:: WHAT IS REQUIRED ::
An exact repetition of the records is required. Leave nothing out.

:: TASK DATA ::
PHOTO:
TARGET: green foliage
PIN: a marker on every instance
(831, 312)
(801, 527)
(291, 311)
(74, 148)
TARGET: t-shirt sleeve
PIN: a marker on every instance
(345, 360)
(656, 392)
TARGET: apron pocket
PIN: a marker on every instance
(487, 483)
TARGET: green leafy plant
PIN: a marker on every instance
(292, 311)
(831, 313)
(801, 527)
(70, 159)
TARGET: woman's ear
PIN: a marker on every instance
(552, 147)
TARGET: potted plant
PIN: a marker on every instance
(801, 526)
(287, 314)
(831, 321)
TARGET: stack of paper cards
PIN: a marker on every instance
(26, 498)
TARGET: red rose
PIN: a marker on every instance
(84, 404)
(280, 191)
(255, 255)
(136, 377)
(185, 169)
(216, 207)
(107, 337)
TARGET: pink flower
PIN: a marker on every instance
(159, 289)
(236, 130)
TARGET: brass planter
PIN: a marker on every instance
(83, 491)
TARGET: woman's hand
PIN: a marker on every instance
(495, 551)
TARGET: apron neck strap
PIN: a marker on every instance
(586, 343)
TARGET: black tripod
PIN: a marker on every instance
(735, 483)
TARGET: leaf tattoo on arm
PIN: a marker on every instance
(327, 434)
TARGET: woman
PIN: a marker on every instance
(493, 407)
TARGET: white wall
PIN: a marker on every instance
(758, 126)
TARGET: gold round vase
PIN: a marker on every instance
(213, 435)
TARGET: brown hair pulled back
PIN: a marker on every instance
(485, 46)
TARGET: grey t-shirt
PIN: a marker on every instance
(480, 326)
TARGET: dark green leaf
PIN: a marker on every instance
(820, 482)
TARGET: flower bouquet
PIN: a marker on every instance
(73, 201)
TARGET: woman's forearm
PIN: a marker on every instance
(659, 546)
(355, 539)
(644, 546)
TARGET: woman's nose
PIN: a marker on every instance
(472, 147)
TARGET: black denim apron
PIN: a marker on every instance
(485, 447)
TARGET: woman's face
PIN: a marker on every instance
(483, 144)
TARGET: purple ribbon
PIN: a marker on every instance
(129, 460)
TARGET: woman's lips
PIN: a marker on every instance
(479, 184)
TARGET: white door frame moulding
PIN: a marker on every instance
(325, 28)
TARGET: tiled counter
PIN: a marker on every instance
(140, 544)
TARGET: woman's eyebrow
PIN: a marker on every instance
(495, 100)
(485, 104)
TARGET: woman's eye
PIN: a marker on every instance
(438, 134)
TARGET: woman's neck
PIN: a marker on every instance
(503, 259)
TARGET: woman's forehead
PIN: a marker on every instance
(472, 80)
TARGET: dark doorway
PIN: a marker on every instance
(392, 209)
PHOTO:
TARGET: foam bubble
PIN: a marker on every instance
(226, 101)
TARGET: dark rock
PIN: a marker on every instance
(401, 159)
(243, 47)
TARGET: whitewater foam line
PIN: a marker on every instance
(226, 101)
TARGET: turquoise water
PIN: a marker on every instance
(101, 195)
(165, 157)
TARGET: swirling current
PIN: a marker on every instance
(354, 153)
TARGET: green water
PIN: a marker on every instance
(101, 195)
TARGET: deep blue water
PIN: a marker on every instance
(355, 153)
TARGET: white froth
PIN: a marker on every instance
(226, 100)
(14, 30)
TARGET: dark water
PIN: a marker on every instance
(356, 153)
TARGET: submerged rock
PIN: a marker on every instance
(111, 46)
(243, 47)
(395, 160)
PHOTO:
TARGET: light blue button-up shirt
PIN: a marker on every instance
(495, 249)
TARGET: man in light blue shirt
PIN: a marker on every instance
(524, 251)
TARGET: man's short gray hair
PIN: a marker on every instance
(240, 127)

:: WORKED SOLUTION ::
PHOTO:
TARGET: green foliage
PIN: a marker on every instance
(831, 312)
(801, 527)
(291, 311)
(74, 148)
TARGET: t-shirt sleeve
PIN: a marker on every instance
(345, 360)
(656, 392)
TARGET: apron pocket
PIN: a marker on every instance
(487, 483)
TARGET: green leafy plant
PIN: a marker on every instance
(292, 311)
(831, 313)
(801, 527)
(70, 159)
TARGET: woman's ear
PIN: a marker on every instance
(552, 147)
TARGET: potted plant
PIN: a marker on every instance
(801, 526)
(287, 314)
(831, 321)
TARGET: stack of paper cards
PIN: a marker on every instance
(26, 498)
TARGET: red rose
PIN: a marker on every instance
(84, 404)
(280, 191)
(255, 255)
(136, 377)
(185, 169)
(216, 207)
(107, 337)
TARGET: pink flower
PIN: a marker on every instance
(159, 289)
(236, 130)
TARGET: brass planter
PIN: a marker on every instance
(83, 491)
TARGET: woman's hand
PIN: a marker on every instance
(495, 551)
TARGET: apron neck strap
PIN: a marker on every instance
(586, 343)
TARGET: black tripod
PIN: a marker on every instance
(735, 483)
TARGET: leaf tattoo on arm
PIN: a marker on every instance
(327, 434)
TARGET: woman
PIN: a marker on every instance
(493, 407)
TARGET: white wall
PIN: a marker on every instance
(758, 126)
TARGET: gold round vase
PIN: a marker on every instance
(213, 435)
TARGET: brown hair pulled back
PIN: a marker on every instance
(485, 46)
TARGET: grey t-shirt
PIN: a marker on every instance
(480, 326)
TARGET: dark green leaf
PIN: a marker on every instance
(820, 482)
TARGET: flower bouquet
PIN: a marker on every instance
(73, 201)
TARGET: woman's forearm
PIN: a marker on every instance
(659, 546)
(355, 539)
(644, 546)
TARGET: woman's nose
PIN: a marker on every instance
(472, 147)
TARGET: black denim apron
PIN: a marker on every instance
(485, 447)
TARGET: woman's face
PIN: a marker on every instance
(483, 144)
TARGET: purple ribbon
PIN: a marker on every instance
(129, 460)
TARGET: woman's lips
PIN: a marker on every instance
(479, 184)
TARGET: white door frame moulding
PIN: a marker on every instance
(325, 28)
TARGET: tiled counter
PIN: a marker on every instance
(140, 544)
TARGET: woman's eyebrow
PIN: a marker on every instance
(495, 100)
(485, 104)
TARGET: woman's eye
PIN: a marker on every instance
(438, 134)
TARGET: woman's neck
PIN: a marker on every instance
(503, 259)
TARGET: woman's forehead
PIN: a marker on every instance
(472, 80)
TARGET: dark doorway
PIN: a marker on every instance
(392, 209)
PHOTO:
TARGET: foam bubble
PIN: a marker on every instance
(226, 101)
TARGET: dark rock
PIN: a marker on every instance
(401, 159)
(243, 47)
TARGET: whitewater foam line
PIN: a marker on every instance
(226, 101)
TARGET: turquoise water
PIN: a marker on every instance
(101, 195)
(165, 157)
TARGET: swirling current
PIN: a marker on every instance
(354, 153)
TARGET: green water
PIN: a marker on every instance
(101, 195)
TARGET: deep blue water
PIN: a marker on every instance
(355, 153)
TARGET: white froth
PIN: a marker on every instance
(226, 100)
(14, 30)
TARGET: dark water
PIN: a marker on every instance
(356, 153)
TARGET: submerged rock
PIN: a marker on every instance
(111, 46)
(243, 47)
(395, 160)
PHOTO:
TARGET: light blue button-up shirt
PIN: a marker on every instance
(495, 249)
TARGET: man in light blue shirt
PIN: a marker on every instance
(524, 251)
TARGET: man's short gray hair
PIN: a marker on every instance
(240, 127)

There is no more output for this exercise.